● **Records supplied**
+ + + +

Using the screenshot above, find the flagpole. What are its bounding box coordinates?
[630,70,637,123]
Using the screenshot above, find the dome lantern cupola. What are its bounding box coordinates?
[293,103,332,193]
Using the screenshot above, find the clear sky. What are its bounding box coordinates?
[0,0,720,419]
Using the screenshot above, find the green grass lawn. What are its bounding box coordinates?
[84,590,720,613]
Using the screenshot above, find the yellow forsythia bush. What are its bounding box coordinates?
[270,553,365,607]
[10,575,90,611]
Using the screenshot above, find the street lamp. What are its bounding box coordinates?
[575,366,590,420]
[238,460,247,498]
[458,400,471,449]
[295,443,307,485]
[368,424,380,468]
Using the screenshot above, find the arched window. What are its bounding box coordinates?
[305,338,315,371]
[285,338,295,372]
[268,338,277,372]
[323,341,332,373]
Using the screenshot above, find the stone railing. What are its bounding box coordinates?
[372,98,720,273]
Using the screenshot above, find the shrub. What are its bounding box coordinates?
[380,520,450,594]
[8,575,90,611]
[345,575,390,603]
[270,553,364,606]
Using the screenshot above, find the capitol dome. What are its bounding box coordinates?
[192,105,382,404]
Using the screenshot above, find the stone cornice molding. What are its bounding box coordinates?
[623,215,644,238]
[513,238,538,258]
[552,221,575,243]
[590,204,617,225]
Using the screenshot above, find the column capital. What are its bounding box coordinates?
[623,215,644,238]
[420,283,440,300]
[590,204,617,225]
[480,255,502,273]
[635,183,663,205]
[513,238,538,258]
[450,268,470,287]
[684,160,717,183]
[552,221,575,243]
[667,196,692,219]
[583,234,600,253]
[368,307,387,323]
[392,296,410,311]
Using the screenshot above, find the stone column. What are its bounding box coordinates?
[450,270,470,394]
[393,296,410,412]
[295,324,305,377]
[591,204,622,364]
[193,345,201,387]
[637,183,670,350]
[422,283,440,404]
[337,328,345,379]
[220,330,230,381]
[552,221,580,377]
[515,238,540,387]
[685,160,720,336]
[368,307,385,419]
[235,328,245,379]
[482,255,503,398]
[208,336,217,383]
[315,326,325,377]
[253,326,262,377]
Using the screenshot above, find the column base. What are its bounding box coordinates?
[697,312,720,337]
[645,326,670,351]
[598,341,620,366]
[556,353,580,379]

+ + + +

● **Goal**
Please convert the records, from their first line through the line containing "[84,590,720,613]" (both included), into a Markdown table with the columns Row and Text, giving each line a row number and leaving out blank lines.

● **Response to this exercise**
| Row | Text |
|---|---|
| 1 | Using the screenshot above, find the flagpole. What are its bounding box coordinates? |
| 2 | [630,70,637,123] |
| 3 | Using the screenshot above, find the dome lantern cupola. What are its bounding box coordinates? |
| 4 | [293,103,332,193] |
| 5 | Using the screenshot above, find the clear sky. What are its bounding box coordinates? |
| 6 | [0,0,720,419] |
| 7 | Using the screenshot above, find the green grass lawn. What are its bounding box coordinates? |
| 8 | [84,590,720,613] |